### To be done
Report how many lines of the records below contain the string "blue", matching case exactly. Give only the number.

### Records for the task
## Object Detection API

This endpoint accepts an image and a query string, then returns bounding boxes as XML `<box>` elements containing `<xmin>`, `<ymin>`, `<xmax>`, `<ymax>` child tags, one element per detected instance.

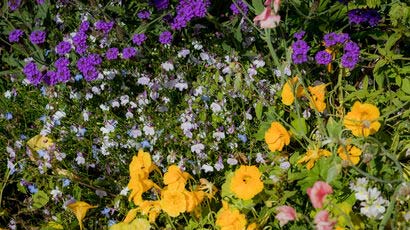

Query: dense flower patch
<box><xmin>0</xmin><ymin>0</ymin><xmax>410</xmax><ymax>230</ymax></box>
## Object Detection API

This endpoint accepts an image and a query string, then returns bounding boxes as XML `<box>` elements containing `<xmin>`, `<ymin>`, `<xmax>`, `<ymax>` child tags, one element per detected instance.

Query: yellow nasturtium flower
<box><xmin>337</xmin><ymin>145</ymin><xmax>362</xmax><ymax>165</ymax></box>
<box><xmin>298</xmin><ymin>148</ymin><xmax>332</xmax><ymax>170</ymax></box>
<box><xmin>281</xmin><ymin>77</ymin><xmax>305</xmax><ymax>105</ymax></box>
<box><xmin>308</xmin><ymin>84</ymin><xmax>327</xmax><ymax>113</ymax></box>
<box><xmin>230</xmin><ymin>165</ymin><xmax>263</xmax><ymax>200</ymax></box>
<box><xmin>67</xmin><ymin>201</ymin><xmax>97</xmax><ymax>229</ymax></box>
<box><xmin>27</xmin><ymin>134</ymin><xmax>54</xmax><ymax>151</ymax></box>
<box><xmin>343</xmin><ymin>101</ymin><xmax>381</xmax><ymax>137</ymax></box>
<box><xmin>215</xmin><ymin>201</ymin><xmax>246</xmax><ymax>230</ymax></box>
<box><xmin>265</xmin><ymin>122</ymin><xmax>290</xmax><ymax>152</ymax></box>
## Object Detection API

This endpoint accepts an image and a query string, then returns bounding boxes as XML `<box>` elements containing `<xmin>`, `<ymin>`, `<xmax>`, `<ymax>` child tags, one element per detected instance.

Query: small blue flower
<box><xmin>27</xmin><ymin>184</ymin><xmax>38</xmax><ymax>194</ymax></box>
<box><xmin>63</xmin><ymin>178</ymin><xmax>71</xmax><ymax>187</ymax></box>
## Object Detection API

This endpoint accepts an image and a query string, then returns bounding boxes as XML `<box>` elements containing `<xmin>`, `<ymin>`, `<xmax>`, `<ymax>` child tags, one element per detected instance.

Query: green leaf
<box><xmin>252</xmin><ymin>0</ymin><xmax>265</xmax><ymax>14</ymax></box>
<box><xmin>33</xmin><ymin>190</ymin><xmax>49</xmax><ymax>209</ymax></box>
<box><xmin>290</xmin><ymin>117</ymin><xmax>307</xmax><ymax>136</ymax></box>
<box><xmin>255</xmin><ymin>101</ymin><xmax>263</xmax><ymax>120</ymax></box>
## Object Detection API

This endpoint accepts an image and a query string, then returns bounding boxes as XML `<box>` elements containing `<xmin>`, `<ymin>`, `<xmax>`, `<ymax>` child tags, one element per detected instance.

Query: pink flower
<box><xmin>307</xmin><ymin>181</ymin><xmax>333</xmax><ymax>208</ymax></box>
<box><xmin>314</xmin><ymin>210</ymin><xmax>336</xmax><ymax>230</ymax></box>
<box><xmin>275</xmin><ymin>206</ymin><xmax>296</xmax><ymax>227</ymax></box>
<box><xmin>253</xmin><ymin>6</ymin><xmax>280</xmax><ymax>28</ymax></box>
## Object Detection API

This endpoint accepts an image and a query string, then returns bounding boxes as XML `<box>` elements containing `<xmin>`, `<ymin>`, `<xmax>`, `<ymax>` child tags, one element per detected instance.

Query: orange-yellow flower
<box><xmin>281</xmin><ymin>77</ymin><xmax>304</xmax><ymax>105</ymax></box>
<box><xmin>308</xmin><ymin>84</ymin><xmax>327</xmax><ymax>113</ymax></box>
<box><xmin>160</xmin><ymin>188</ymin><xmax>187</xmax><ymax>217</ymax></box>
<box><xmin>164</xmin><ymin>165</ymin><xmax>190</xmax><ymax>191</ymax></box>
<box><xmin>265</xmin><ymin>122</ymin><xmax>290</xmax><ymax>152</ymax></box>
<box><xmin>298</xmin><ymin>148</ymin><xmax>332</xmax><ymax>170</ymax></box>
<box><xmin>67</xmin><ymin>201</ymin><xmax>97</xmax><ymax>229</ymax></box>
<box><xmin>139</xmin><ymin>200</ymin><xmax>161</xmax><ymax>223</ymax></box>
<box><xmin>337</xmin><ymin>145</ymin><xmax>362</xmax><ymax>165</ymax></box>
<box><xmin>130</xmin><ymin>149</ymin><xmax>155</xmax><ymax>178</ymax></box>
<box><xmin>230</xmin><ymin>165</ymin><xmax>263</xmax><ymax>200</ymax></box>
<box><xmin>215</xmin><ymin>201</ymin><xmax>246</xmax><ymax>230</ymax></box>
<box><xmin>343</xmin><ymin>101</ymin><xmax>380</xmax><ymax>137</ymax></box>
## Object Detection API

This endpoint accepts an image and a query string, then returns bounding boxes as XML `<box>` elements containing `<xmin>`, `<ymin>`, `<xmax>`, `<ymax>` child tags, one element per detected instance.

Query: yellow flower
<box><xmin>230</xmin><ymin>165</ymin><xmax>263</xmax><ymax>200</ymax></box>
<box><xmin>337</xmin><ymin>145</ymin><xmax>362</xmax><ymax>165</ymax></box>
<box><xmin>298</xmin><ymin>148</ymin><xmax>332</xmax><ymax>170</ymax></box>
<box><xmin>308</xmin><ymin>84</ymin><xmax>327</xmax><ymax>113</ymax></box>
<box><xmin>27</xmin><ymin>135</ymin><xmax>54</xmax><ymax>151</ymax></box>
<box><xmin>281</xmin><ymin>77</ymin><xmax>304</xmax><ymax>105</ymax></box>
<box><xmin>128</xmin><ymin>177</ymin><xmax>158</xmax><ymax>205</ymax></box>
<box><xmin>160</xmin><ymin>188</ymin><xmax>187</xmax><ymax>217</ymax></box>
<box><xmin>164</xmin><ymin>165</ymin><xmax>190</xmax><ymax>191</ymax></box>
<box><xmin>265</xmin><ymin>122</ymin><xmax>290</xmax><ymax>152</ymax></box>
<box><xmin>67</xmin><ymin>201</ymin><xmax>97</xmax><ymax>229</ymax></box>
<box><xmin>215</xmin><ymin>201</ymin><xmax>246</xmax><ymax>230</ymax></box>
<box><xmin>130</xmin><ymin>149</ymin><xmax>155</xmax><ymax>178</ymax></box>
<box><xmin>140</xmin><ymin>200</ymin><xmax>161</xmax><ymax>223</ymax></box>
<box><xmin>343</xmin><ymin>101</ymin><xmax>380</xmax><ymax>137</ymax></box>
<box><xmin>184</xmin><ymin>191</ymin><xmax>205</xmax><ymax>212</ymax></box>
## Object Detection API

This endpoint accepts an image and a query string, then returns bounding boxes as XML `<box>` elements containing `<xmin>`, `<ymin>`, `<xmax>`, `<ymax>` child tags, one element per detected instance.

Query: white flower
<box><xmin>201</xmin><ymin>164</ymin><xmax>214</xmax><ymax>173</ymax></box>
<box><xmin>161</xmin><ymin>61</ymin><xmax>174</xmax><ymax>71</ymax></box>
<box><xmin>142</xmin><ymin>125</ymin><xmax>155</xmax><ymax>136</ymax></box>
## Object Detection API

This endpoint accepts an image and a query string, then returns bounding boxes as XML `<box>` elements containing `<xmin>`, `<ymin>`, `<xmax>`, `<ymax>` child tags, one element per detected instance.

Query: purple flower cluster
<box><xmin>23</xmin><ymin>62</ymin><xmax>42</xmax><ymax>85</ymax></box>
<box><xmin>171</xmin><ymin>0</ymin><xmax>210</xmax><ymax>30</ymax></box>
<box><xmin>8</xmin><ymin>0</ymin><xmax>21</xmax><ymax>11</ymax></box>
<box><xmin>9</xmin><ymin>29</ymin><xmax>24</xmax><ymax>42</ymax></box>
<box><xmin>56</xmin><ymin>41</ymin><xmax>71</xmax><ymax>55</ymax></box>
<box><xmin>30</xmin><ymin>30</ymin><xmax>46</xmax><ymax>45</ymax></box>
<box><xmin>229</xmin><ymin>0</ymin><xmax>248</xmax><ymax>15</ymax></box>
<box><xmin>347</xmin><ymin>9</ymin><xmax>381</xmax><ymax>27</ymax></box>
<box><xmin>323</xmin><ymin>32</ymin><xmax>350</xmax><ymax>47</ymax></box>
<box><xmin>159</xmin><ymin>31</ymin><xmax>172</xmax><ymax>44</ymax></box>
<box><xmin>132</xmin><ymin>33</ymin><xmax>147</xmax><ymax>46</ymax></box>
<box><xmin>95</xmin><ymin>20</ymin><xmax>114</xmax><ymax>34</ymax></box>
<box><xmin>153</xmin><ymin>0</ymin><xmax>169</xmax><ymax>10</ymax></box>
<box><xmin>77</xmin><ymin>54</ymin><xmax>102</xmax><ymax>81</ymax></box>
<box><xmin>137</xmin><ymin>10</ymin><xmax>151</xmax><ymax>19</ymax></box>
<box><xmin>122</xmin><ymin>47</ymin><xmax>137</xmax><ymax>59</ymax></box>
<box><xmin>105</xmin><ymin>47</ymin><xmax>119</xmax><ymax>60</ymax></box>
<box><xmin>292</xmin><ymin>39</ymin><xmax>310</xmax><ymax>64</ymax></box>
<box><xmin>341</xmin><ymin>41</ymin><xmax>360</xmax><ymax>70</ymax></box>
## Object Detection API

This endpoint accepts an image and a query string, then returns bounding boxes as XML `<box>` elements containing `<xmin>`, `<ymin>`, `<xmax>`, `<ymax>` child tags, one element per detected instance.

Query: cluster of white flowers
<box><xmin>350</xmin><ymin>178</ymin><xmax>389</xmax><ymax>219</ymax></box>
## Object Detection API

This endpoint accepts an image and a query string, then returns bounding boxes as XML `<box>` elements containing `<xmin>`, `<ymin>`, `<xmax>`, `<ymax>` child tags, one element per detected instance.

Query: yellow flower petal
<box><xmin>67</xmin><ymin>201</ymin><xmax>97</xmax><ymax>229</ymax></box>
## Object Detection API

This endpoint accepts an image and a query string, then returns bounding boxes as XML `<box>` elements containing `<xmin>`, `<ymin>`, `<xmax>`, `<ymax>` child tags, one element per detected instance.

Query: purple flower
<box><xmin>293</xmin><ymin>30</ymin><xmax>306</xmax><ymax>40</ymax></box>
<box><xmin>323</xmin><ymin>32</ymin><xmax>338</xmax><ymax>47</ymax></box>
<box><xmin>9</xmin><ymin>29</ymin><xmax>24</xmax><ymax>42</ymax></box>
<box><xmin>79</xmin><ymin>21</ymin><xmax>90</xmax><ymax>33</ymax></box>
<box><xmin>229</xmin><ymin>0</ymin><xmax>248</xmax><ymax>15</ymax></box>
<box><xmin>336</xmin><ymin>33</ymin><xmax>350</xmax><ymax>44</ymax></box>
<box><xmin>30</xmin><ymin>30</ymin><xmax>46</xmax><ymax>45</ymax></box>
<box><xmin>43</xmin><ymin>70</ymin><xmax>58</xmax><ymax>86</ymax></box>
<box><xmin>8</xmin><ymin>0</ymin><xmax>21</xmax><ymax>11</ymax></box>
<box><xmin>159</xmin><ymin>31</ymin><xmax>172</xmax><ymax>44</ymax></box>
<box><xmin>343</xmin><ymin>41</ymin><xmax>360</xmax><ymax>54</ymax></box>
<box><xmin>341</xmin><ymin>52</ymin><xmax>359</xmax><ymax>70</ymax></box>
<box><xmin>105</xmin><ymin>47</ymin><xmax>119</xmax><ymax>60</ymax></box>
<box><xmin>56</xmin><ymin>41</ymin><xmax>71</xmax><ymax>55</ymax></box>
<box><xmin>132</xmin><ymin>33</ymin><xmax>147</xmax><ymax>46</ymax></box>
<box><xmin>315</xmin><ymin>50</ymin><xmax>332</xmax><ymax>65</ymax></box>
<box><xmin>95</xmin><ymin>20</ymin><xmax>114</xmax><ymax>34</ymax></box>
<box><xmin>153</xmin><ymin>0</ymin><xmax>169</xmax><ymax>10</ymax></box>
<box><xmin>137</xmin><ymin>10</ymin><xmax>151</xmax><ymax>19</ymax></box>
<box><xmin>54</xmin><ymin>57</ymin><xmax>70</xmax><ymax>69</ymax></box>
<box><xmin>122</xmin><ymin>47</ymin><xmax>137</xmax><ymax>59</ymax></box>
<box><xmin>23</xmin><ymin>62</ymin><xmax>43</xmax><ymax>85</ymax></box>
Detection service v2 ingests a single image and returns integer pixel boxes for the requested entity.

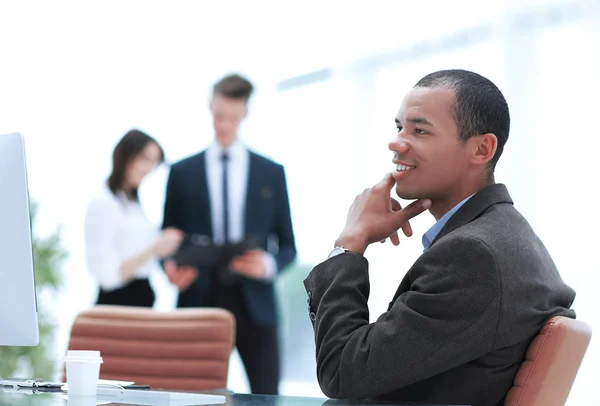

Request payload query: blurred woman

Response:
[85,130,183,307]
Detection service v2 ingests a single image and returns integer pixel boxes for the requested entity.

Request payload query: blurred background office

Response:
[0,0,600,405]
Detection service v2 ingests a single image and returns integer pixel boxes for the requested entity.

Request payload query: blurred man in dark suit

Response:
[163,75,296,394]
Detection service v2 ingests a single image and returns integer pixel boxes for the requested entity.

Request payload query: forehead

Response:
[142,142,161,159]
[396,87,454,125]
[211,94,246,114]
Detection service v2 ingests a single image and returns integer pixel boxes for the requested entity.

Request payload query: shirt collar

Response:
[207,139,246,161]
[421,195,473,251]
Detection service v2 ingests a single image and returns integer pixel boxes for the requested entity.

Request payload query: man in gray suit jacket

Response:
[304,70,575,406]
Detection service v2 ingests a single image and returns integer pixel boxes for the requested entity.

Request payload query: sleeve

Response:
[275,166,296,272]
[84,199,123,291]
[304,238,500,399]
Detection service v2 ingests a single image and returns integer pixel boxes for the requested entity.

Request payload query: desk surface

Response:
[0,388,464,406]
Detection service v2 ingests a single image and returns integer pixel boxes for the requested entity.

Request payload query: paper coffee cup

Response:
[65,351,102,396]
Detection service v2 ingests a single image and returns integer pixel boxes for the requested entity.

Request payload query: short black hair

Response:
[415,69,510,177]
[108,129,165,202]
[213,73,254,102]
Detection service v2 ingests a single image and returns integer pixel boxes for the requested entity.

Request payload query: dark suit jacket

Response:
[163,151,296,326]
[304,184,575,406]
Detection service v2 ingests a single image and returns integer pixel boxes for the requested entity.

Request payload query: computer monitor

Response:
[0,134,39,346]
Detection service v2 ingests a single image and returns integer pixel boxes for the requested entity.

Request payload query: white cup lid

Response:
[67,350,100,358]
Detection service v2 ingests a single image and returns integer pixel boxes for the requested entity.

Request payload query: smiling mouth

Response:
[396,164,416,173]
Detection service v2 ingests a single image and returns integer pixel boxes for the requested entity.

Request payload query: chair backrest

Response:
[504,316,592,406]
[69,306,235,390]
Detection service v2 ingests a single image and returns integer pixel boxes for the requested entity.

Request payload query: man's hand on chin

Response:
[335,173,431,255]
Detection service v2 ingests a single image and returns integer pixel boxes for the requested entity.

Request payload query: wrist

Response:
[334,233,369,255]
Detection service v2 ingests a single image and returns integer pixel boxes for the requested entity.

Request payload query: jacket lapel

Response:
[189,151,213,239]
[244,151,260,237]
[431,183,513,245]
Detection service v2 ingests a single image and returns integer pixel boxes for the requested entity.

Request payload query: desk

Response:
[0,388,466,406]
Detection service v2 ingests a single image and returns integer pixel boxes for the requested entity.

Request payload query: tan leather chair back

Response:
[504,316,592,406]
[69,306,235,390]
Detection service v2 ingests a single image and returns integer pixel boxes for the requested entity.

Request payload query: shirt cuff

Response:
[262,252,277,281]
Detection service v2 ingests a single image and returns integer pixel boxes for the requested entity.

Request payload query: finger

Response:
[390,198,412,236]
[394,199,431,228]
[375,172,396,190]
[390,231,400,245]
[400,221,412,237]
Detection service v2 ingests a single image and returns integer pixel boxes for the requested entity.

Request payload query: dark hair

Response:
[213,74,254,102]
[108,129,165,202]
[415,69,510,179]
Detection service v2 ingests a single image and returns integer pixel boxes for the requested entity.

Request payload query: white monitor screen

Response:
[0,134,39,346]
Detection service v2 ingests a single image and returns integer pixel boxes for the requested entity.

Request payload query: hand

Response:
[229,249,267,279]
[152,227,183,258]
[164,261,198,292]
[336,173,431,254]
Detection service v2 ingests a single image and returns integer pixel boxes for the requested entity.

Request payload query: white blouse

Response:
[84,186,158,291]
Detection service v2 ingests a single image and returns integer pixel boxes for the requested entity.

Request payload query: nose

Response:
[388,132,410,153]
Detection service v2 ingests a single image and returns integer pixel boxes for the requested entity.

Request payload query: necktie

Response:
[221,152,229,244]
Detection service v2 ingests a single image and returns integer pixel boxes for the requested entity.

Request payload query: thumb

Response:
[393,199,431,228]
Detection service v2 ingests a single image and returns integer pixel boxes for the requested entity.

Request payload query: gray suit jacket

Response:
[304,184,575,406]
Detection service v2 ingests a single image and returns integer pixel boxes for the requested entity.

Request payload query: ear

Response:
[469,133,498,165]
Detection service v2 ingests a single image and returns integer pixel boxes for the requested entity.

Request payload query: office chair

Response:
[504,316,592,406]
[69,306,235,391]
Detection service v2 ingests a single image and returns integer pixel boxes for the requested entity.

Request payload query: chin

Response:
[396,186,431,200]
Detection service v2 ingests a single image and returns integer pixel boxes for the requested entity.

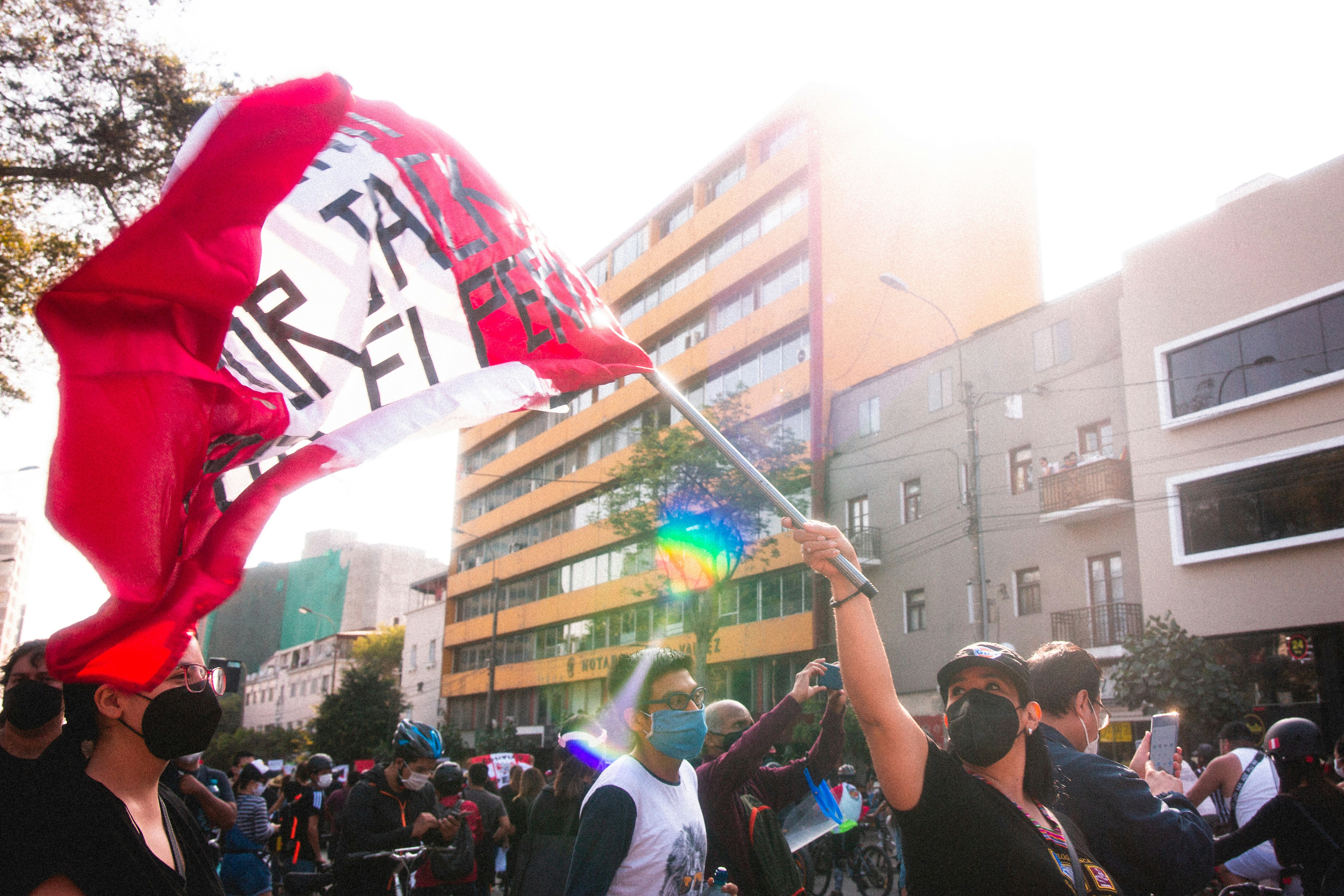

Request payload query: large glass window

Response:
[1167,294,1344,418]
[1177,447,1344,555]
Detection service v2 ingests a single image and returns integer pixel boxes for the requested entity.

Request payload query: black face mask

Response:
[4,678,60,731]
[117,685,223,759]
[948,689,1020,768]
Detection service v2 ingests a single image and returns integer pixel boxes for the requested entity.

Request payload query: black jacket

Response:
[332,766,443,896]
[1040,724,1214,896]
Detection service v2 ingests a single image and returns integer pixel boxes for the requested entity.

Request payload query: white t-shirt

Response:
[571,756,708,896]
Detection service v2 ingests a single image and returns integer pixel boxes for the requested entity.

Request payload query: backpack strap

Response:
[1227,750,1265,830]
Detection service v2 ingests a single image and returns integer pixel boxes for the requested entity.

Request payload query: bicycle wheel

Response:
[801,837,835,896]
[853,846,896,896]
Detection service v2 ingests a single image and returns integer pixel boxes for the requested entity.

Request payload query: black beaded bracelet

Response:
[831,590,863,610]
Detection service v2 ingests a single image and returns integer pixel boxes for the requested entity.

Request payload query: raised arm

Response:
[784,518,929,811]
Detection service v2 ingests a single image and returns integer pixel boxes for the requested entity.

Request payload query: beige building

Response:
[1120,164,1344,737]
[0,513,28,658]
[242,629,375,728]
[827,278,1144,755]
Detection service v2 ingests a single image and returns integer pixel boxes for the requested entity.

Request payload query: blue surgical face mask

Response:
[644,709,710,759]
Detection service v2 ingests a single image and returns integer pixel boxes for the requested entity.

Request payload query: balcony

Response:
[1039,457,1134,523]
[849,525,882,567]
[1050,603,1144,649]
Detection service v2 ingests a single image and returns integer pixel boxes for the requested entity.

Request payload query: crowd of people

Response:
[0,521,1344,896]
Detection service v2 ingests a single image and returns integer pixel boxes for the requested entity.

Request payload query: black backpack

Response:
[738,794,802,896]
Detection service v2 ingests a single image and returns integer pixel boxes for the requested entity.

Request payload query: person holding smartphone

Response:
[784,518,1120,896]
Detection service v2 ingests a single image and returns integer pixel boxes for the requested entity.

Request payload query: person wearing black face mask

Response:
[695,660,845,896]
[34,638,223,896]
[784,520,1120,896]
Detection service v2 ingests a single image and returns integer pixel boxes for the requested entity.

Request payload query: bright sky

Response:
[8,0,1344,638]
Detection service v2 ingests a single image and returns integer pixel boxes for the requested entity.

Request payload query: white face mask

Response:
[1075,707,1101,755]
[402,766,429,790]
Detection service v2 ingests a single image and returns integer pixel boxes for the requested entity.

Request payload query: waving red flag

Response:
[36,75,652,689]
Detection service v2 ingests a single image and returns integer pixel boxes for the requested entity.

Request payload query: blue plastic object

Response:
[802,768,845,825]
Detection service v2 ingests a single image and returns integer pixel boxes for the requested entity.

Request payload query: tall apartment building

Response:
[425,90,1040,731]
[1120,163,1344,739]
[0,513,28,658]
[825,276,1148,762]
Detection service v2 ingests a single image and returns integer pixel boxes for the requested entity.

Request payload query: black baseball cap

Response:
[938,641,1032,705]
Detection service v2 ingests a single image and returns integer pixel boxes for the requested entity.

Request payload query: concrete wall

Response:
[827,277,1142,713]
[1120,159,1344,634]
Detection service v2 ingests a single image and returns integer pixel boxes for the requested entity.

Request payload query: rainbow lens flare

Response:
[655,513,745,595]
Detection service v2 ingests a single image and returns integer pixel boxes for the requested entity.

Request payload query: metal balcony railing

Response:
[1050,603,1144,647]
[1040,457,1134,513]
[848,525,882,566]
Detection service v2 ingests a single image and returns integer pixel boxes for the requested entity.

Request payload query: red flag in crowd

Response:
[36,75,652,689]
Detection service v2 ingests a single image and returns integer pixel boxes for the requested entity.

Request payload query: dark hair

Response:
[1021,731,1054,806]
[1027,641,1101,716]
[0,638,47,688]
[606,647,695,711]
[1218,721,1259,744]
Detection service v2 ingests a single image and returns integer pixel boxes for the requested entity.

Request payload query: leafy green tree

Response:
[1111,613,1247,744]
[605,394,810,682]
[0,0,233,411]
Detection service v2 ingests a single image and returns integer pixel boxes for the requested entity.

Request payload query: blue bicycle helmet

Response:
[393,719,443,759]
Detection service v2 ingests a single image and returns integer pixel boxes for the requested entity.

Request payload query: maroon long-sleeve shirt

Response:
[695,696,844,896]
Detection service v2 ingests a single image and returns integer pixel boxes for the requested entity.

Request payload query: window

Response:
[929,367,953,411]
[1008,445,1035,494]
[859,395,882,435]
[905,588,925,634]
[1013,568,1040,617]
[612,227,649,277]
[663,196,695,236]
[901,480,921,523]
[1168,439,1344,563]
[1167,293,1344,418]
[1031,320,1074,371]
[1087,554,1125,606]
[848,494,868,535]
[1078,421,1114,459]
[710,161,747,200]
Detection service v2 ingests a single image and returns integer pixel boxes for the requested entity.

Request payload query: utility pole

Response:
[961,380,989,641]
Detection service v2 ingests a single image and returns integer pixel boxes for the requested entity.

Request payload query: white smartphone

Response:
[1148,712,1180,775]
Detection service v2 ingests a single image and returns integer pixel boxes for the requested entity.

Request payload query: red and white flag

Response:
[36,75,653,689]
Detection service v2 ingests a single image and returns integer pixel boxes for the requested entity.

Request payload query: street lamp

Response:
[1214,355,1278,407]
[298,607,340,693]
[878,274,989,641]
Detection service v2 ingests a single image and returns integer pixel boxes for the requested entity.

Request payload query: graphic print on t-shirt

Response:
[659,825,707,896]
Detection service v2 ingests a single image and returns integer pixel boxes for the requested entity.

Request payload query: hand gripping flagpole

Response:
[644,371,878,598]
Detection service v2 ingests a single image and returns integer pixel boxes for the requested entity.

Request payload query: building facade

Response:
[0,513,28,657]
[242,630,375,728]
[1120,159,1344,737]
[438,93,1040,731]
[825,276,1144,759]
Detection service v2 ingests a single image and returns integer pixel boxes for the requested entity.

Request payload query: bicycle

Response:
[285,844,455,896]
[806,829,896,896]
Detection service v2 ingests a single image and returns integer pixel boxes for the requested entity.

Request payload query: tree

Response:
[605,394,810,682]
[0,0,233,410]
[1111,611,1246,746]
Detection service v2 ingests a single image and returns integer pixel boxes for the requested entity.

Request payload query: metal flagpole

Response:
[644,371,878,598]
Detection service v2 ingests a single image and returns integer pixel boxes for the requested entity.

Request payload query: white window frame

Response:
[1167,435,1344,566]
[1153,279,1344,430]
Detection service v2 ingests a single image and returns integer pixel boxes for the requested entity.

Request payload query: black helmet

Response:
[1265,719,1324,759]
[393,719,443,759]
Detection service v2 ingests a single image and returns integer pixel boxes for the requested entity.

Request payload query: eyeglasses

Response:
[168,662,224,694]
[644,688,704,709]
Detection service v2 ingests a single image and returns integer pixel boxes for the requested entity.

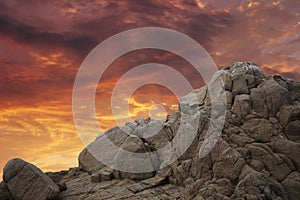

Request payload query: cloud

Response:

### Worked solution
4